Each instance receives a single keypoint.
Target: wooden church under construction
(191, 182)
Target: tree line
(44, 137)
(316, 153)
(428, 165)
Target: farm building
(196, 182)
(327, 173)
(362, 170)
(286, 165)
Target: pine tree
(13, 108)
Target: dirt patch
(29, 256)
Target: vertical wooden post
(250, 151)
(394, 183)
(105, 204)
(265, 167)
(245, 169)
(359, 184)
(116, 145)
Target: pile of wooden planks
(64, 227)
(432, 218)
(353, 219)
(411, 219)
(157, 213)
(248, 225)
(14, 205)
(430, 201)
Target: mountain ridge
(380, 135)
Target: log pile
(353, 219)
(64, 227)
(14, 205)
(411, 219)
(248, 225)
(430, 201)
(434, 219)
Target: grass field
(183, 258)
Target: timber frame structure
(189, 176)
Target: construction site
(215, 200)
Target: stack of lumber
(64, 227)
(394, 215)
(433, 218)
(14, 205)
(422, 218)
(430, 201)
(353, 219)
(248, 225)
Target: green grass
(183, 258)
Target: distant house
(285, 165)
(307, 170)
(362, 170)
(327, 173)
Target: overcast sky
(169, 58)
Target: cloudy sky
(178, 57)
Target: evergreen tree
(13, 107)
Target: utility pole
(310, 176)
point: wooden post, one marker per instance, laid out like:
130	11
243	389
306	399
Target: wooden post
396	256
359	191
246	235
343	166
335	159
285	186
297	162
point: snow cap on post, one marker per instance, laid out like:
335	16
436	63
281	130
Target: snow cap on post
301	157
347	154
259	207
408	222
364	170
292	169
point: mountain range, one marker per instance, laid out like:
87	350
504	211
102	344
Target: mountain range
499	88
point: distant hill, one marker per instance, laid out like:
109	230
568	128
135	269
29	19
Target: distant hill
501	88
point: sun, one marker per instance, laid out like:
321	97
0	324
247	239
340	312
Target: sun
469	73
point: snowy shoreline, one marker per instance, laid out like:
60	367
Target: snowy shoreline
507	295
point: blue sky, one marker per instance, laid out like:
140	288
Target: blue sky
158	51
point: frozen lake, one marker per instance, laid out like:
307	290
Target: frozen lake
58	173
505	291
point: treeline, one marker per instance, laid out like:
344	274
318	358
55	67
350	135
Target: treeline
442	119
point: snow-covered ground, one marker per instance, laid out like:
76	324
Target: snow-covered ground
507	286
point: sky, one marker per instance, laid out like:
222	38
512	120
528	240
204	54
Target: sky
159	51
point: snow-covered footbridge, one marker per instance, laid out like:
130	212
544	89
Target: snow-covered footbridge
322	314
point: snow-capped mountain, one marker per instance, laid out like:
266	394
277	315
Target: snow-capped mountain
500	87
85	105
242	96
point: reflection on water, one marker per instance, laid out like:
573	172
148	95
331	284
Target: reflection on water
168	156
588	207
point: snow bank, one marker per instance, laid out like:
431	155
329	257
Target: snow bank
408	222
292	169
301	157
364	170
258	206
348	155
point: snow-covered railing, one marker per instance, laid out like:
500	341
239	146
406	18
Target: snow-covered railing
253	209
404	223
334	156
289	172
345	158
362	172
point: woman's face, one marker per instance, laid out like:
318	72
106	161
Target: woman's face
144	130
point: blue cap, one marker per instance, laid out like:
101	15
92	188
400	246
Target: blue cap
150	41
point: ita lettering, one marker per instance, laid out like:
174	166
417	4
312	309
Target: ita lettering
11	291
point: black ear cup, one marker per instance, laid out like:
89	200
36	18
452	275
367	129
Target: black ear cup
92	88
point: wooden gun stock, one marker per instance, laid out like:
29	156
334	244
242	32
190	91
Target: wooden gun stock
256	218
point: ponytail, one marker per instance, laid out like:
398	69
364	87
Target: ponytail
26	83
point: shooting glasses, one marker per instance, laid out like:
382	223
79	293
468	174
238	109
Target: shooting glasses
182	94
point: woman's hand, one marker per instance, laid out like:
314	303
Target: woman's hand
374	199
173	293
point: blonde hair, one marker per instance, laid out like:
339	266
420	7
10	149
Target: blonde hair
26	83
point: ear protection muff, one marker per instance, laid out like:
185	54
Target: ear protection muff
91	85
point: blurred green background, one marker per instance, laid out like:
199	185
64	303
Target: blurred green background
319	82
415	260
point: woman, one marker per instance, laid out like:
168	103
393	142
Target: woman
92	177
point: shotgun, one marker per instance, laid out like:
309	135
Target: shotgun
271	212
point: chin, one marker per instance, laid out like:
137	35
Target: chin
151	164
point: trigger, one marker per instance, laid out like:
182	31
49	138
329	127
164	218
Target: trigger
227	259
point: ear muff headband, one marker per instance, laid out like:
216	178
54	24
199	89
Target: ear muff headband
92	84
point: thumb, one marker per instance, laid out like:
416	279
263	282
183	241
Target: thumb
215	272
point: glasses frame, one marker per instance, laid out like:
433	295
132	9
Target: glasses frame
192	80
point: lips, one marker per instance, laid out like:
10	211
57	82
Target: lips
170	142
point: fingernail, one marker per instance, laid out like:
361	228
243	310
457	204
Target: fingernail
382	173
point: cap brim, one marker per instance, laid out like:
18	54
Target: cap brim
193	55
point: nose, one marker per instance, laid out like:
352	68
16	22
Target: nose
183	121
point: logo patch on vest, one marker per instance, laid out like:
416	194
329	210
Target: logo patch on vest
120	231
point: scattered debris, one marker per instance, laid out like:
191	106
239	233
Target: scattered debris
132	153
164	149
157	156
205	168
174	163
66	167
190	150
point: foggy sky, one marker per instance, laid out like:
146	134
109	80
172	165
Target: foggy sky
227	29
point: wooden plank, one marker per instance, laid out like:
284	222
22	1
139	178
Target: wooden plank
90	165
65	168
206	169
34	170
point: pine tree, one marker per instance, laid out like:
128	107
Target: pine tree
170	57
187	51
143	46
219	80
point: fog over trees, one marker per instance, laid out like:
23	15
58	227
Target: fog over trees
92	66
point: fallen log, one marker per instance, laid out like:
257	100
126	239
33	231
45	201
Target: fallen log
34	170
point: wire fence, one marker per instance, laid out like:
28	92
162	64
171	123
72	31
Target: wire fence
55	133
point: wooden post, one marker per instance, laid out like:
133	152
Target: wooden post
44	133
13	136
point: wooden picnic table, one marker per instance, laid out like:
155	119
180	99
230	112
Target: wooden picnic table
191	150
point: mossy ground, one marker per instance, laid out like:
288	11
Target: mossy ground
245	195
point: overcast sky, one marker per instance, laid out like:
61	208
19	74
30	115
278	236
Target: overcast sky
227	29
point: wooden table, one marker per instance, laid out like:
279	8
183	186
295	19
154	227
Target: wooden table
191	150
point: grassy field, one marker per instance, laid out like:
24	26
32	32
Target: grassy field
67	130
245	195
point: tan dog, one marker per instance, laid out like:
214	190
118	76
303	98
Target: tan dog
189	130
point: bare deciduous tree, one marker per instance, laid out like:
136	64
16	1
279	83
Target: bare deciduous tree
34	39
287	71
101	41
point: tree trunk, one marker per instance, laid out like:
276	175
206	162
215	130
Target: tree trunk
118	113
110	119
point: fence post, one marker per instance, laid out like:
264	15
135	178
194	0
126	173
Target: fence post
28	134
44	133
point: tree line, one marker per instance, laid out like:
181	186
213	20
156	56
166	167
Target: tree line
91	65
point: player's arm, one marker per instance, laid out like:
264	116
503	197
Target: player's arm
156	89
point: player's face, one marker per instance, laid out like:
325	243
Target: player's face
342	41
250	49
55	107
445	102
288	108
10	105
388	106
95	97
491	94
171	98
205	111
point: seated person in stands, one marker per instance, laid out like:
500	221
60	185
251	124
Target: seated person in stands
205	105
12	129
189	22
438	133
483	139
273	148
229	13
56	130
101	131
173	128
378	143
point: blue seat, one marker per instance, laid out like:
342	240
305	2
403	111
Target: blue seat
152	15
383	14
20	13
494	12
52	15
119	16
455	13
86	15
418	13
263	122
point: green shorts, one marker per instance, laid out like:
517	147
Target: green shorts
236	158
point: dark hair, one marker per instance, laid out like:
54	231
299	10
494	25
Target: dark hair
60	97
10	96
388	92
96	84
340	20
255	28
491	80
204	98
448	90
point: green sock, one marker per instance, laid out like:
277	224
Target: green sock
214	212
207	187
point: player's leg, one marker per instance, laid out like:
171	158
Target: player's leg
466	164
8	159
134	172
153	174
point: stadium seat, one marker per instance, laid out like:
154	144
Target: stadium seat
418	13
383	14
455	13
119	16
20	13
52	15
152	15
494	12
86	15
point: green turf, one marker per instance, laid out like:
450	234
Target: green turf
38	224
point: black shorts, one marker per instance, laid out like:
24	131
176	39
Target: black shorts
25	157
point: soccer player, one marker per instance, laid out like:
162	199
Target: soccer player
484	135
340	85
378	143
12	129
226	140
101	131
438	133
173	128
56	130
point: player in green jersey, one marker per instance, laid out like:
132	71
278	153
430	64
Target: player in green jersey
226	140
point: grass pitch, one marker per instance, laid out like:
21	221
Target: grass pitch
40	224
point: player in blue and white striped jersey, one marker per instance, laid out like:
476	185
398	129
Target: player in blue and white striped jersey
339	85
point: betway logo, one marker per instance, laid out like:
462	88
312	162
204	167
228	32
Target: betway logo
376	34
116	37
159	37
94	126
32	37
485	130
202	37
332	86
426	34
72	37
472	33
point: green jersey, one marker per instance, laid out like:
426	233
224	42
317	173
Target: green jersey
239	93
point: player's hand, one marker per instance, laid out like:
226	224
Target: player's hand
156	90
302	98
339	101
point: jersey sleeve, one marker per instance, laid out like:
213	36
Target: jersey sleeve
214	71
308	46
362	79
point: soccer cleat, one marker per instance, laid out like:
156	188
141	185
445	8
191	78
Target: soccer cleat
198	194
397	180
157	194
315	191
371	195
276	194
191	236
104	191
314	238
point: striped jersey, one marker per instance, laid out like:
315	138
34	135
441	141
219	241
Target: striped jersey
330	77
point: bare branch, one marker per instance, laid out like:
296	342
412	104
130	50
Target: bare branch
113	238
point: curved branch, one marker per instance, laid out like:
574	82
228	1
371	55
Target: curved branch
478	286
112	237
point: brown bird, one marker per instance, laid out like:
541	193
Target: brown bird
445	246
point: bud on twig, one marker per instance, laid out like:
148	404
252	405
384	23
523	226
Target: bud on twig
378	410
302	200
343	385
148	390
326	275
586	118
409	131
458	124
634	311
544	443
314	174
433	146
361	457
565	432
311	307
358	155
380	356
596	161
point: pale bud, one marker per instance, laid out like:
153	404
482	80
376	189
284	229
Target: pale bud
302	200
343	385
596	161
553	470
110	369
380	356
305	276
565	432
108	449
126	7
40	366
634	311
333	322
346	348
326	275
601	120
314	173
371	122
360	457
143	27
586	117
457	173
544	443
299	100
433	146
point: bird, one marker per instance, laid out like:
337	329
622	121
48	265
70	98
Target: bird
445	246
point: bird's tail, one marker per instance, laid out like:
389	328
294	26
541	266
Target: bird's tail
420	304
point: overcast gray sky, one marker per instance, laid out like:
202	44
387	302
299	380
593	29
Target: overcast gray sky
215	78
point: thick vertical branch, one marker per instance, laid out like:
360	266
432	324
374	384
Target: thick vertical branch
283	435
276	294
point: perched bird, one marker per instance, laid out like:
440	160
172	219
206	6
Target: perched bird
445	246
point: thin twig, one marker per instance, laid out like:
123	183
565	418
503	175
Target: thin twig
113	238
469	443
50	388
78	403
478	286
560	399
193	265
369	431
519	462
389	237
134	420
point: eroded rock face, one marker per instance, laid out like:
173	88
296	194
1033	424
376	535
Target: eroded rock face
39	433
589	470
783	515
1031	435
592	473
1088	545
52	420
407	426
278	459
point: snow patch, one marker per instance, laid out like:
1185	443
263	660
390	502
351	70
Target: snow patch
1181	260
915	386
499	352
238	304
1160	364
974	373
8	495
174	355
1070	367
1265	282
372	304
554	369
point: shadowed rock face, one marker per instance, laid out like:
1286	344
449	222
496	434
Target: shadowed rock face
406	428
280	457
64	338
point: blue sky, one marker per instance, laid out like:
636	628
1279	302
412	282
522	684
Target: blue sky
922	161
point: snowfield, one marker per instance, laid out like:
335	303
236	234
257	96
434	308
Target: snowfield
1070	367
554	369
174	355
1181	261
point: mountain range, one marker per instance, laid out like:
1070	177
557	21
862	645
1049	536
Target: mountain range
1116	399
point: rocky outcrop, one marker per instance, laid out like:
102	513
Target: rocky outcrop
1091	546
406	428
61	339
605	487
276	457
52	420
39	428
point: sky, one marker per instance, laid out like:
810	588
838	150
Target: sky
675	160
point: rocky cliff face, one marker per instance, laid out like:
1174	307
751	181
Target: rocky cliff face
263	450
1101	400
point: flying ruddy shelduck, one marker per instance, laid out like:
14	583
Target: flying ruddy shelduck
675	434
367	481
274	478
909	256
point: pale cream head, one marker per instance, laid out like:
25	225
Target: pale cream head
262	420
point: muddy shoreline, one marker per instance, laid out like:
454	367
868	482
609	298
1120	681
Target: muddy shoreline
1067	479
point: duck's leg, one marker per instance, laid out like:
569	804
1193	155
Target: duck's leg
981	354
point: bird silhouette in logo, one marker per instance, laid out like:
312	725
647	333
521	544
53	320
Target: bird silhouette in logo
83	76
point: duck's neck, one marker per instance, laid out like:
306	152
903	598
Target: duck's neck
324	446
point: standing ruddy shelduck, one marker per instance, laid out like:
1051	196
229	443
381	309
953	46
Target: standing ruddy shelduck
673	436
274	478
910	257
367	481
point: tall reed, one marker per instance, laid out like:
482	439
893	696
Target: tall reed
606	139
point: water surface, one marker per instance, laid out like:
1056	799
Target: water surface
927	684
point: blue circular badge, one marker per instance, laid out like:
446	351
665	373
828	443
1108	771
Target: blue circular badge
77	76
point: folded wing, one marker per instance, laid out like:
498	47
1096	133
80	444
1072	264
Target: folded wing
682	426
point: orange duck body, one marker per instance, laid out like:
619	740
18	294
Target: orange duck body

▬▬▬

→ **Work required**
The answer should consist of every line from the listing above that includes the word "orange".

→ **Written response**
point: orange duck body, one marker per instance, laid out like:
Target: orange duck body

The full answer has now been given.